### PAGE TEXT

---+---

Similarly, we see various character encodings: 7-bit Asciii, ISO-8559-1 Latin1, 7 bit Ascii with some 8-bit characters derived from EBCDIC (mainframe) code pages.
The dek indexer is designed to be able to cope with all these variations of data format. It incorporates a purpose-built SGML/XML parser that is tolerant of badly formed documents and copes with unusual character sets. Dek is highly configurable – new formats and styles can be accommodated by simply editing a configuration file.
The presence of OCR data (WIPO PCT documents, EPO pre-2000 documents) causes other potential problems (see below). The OCR process is never perfect, due to limitations in both the quality of the original images from which the text is extracted and the imperfect nature of OCR algorithms. This can cause the text contain large numbers of essentially random words. The Dekko system incorporates several filtering and compression techniques to reduce the size of the indexes. Without these filters, the PCT index would contain more than 40 million words.
Similar filters remove DNA and protein sequences from the searchable index. These sequences are no more than random strings of letters, in the case of DNA containing combinations of the letters A,C,G and T.

---+---

### MATERIAL SHOWN
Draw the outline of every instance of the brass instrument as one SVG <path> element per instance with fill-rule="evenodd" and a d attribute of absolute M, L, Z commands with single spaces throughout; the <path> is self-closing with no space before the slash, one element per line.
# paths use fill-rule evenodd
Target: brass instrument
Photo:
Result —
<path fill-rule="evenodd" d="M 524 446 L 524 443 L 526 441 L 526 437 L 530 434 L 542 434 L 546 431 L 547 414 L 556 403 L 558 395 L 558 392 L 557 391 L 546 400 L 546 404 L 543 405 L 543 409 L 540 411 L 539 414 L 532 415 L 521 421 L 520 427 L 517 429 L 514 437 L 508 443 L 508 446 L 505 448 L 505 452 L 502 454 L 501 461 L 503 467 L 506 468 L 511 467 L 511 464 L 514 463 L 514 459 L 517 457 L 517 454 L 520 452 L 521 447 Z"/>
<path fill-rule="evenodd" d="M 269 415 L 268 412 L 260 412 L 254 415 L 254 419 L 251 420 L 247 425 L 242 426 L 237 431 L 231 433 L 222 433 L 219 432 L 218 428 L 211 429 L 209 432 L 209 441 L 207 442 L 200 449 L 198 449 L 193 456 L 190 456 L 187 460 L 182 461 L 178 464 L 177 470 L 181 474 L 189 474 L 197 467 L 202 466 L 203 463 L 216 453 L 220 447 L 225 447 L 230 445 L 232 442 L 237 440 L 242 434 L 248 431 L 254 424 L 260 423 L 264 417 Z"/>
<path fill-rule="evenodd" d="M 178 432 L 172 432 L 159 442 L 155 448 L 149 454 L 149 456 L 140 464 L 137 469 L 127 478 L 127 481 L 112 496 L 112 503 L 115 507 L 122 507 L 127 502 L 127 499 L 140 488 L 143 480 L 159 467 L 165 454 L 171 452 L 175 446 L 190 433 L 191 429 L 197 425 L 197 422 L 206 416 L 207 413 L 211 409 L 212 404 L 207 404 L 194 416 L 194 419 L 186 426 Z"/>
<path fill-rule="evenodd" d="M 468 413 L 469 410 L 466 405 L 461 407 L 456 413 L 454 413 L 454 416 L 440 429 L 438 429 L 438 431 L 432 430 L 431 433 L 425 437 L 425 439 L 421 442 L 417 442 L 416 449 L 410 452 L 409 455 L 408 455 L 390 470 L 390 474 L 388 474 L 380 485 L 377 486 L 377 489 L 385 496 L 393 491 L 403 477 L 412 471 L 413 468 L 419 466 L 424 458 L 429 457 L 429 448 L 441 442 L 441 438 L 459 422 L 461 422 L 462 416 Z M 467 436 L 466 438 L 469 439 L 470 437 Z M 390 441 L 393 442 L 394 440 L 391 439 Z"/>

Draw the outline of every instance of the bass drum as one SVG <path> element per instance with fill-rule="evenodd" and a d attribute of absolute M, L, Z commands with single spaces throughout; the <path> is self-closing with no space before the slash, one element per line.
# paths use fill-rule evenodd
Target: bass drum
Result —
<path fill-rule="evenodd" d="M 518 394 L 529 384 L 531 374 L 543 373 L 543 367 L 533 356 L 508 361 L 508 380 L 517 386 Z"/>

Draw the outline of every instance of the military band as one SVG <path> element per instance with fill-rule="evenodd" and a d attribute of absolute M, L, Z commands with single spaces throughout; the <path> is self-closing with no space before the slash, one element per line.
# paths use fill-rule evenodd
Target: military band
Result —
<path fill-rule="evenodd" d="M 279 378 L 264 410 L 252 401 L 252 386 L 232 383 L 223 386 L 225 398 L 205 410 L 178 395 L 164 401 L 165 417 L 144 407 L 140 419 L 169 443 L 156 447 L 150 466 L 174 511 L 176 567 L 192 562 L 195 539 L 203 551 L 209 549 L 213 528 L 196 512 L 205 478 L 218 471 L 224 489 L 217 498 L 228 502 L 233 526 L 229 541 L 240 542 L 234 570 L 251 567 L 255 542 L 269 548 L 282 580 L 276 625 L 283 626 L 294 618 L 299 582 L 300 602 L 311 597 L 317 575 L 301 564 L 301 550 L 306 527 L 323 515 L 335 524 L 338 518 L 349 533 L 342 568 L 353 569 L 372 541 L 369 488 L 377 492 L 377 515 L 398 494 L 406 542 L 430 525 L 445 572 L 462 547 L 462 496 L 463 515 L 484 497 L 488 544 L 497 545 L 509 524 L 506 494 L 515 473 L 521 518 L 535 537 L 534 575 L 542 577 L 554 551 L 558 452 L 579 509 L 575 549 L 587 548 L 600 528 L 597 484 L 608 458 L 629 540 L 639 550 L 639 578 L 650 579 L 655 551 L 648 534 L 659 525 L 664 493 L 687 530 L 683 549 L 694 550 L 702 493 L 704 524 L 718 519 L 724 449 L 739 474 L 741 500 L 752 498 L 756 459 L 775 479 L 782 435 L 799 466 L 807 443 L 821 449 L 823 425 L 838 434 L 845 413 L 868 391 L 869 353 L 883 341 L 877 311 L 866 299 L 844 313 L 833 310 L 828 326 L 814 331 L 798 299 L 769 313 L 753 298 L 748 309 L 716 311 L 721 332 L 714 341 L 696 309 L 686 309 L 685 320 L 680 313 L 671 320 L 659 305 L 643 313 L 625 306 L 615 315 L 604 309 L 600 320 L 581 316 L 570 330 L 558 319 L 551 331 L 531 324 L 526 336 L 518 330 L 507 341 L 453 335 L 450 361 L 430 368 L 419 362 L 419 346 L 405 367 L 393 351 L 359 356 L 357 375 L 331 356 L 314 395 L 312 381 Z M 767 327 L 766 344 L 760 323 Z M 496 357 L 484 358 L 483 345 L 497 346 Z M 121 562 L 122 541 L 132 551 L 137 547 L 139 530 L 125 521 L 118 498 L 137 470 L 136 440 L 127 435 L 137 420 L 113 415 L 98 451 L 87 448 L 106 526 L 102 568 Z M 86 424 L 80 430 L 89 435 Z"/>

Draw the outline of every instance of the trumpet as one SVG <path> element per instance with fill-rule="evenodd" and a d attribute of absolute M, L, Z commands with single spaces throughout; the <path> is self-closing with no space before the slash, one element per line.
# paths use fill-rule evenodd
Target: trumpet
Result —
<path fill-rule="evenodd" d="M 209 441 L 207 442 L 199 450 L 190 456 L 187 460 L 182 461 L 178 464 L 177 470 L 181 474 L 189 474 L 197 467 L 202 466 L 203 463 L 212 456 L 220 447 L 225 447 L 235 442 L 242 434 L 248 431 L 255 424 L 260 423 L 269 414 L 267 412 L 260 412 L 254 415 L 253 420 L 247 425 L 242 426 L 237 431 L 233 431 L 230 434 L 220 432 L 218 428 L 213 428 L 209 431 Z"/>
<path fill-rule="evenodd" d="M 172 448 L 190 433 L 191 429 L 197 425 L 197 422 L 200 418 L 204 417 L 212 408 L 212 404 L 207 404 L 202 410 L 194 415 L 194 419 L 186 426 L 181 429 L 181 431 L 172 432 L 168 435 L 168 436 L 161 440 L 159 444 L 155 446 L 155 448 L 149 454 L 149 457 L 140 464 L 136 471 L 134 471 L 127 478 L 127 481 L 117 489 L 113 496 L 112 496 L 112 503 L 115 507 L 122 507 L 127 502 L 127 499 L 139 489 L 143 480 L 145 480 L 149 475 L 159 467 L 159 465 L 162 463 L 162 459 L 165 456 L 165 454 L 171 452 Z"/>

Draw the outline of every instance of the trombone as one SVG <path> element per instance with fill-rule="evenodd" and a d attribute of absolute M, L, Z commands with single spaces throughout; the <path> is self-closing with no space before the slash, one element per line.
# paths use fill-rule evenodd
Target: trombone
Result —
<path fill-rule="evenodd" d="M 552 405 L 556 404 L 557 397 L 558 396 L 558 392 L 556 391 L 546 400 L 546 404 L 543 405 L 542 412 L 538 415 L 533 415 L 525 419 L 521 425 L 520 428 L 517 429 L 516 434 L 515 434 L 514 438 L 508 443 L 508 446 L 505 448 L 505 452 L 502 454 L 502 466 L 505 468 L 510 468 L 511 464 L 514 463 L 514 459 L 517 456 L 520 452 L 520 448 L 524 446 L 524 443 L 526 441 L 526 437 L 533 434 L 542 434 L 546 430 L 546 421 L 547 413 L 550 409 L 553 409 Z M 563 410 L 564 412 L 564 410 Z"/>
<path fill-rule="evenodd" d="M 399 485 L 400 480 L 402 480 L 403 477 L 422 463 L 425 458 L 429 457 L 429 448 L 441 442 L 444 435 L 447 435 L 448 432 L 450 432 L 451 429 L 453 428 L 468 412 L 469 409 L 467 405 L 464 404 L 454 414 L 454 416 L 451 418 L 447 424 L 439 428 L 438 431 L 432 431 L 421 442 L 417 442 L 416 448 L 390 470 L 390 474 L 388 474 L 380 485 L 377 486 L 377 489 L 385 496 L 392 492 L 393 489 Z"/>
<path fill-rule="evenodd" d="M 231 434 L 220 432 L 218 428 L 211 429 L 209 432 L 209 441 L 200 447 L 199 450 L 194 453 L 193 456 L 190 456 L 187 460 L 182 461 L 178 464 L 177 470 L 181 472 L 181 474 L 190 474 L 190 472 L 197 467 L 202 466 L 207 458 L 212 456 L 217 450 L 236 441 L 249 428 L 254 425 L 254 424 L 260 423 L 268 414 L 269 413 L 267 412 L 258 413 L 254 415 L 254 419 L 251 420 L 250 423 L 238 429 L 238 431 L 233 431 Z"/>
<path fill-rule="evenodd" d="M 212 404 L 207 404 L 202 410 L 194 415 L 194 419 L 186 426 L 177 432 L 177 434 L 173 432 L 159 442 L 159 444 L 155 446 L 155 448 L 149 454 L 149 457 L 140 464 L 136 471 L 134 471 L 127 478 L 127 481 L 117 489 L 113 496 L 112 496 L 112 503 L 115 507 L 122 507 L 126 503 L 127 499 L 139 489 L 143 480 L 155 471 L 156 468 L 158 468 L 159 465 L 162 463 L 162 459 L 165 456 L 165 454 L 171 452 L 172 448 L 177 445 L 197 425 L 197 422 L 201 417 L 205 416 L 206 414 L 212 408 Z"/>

---+---

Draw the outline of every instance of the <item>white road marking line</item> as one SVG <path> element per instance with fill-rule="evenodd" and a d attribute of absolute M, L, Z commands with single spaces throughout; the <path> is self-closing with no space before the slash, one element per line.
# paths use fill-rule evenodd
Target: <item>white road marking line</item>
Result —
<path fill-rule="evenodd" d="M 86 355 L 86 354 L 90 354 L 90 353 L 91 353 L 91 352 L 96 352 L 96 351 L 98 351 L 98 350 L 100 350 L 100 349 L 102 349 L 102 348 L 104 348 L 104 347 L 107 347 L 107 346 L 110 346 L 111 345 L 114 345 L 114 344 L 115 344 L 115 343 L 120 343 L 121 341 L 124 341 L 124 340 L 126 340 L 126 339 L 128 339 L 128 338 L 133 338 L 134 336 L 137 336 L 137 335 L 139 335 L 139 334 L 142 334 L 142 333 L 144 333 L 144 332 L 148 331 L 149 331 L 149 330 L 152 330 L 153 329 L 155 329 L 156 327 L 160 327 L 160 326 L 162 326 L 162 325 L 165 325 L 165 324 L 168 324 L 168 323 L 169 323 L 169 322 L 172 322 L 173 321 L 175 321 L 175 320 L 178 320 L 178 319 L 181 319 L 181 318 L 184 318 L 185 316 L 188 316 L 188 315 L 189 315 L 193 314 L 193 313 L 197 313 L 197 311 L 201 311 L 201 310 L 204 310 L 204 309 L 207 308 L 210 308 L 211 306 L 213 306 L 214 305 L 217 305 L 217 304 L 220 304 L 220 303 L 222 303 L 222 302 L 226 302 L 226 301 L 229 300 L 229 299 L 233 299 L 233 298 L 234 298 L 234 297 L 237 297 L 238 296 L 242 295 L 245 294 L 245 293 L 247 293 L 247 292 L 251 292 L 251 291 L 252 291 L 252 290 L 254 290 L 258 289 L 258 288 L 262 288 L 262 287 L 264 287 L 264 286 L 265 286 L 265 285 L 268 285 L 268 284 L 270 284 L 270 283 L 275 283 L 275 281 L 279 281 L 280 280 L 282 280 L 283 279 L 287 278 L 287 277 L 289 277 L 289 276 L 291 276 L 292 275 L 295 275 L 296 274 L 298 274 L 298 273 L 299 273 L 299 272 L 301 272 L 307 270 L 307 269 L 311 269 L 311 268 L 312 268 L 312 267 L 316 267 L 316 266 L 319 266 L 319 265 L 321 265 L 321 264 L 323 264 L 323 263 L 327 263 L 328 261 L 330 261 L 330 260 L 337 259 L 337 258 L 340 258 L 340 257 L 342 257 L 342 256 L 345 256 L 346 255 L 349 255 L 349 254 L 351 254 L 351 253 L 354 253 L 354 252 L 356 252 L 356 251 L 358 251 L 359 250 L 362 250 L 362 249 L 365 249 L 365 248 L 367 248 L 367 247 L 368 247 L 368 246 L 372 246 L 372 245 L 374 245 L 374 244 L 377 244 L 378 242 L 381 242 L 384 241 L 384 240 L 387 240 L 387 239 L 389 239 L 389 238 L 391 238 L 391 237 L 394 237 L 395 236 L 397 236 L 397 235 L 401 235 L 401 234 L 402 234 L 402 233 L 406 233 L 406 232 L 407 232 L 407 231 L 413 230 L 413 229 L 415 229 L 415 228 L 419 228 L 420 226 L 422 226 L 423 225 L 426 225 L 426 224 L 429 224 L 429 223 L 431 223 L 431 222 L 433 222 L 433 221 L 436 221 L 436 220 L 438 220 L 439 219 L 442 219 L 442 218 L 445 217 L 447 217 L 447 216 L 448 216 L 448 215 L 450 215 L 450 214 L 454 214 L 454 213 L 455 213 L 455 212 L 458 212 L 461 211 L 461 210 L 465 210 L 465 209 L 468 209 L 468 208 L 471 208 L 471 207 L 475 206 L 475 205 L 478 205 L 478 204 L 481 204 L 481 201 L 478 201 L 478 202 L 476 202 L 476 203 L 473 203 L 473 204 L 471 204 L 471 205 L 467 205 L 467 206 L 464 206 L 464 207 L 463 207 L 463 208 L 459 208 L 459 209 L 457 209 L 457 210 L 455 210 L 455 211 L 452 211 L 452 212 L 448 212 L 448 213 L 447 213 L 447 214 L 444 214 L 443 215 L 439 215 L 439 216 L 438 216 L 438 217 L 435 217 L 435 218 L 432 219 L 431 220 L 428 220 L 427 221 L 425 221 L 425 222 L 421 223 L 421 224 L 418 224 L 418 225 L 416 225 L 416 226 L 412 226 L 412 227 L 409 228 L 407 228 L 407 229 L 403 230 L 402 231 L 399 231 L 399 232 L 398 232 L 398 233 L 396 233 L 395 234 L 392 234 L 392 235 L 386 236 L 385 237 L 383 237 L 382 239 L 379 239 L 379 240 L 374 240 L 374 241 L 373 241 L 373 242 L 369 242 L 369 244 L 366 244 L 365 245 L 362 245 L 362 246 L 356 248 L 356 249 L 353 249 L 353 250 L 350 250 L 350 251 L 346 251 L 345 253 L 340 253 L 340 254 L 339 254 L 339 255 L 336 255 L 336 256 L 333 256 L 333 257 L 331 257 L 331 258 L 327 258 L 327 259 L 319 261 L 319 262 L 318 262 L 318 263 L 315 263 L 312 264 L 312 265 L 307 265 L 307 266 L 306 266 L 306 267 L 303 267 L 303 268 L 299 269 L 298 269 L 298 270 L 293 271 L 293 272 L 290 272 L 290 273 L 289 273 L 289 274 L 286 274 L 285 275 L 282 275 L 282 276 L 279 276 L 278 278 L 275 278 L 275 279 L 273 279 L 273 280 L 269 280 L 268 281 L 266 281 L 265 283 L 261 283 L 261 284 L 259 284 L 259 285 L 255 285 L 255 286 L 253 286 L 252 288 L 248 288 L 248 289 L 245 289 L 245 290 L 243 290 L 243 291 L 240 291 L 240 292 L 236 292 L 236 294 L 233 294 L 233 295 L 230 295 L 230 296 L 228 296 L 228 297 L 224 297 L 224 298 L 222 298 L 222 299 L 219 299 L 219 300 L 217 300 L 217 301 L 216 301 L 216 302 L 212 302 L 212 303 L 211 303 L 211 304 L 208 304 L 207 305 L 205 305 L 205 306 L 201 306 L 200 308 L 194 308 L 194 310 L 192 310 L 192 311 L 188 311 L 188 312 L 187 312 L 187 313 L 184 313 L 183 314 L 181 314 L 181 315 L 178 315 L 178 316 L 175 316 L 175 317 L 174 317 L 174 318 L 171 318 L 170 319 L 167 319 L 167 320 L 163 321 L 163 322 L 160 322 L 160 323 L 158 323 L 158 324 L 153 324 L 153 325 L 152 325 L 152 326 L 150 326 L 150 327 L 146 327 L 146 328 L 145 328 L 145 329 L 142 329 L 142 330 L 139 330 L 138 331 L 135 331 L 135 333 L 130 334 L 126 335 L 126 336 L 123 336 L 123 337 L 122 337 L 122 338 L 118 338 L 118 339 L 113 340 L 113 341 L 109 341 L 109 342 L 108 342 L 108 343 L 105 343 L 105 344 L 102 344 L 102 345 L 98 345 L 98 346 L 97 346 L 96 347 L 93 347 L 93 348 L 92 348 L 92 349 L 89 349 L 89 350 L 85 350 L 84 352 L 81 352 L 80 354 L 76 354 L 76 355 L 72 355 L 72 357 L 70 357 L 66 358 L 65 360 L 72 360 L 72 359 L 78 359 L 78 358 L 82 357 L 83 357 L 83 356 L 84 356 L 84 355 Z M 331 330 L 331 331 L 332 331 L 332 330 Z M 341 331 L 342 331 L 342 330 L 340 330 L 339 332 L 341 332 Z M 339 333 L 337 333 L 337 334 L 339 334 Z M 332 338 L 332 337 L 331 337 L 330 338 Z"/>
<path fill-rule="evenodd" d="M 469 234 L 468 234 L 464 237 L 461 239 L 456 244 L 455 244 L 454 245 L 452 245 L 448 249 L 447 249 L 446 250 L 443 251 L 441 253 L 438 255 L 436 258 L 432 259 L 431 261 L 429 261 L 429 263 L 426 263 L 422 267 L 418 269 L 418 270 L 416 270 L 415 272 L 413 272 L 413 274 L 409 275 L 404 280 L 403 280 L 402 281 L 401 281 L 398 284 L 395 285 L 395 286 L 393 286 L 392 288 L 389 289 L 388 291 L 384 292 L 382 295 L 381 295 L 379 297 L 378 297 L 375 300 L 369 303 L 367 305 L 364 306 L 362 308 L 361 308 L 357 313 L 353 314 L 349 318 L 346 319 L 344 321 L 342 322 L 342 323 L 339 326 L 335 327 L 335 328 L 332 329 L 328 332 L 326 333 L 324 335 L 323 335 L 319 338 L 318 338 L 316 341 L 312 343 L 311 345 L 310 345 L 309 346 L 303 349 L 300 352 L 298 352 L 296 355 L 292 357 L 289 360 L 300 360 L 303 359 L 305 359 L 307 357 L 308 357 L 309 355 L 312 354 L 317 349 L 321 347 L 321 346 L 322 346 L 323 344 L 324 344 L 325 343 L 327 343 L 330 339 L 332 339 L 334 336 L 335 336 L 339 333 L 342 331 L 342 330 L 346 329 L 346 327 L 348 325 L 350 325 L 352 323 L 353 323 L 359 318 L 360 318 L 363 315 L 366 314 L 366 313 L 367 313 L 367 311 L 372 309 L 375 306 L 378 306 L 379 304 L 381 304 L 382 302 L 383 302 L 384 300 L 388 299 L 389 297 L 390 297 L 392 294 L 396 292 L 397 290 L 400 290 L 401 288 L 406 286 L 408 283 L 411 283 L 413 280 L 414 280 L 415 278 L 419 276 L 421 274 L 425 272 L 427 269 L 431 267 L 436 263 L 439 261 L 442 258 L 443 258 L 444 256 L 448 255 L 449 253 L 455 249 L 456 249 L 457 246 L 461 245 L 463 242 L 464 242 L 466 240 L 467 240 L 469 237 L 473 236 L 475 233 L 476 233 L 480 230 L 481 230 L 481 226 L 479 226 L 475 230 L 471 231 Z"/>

---+---

### WORK INSTRUCTIONS
1. Transcribe the part of the patent indexing text starting with "The dek indexer" and going on through "40 million words.".
2. Write the next part of the text on the Dekko patent indexer, picking up after its last sentence.

### SET OF ANSWERS
1.
The dek indexer is designed to be able to cope with all these variations of data format. It incorporates a purpose-built SGML/XML parser that is tolerant of badly formed documents and copes with unusual character sets. Dek is highly configurable – new formats and styles can be accommodated by simply editing a configuration file.
The presence of OCR data (WIPO PCT documents, EPO pre-2000 documents) causes other potential problems (see below). The OCR process is never perfect, due to limitations in both the quality of the original images from which the text is extracted and the imperfect nature of OCR algorithms. This can cause the text contain large numbers of essentially random words. The Dekko system incorporates several filtering and compression techniques to reduce the size of the indexes. Without these filters, the PCT index would contain more than 40 million words.

2.
Having filtered the text, dek compiles an inverted index. This is stored on disk in ASCII format, and even with rigorous word filters the size of an ASCII index can be of the same order as the text from which it was derived. The dekbin component of the dekko system processes and analyses the ASCII index – it compresses the ASCII index by a factor of 3; it counts the frequency of words in documents (and sections of documents, eg abstract, title, claims). The word counts provide the basis for relevance ranking in the dekko server.
It is also in dekbin that a technique called minimal perfect hashing is used. For each word in the index, a single number is computed. Every word in the index gets a unique number; the numbers range from 1 to the total number of words in the index.
The eponymous dekko server is the program that searches a dekbin compiled dek index. The dekko user sends the server a query comprising a number of words; for each word the minimal perfect hash number can be computed rapidly (just a few machine instructions) and the details of the word – which documents it occurs in, where it occurs in each document, how often it occurs in the whole collection – can be retrieved from a known place in the index.
The minimal perfect hashing technique results in extremely fast word retrieval; this, combined with ability to store the bulk of the compressed index in memory makes dekko into a very fast Information Retrieval (IR) system.
It should be kept in mind that the essence of providing a good search capability for patent data is not necessarily the search algorithm itself – it is the ability of the engine to work together with all the data formats and structures that are present in collections of patent documents. That knowledge has been designed and configured into Dekko.29
28Dekko has been purpose-designed at CAMBIA, specifically with the task of indexing these patent data.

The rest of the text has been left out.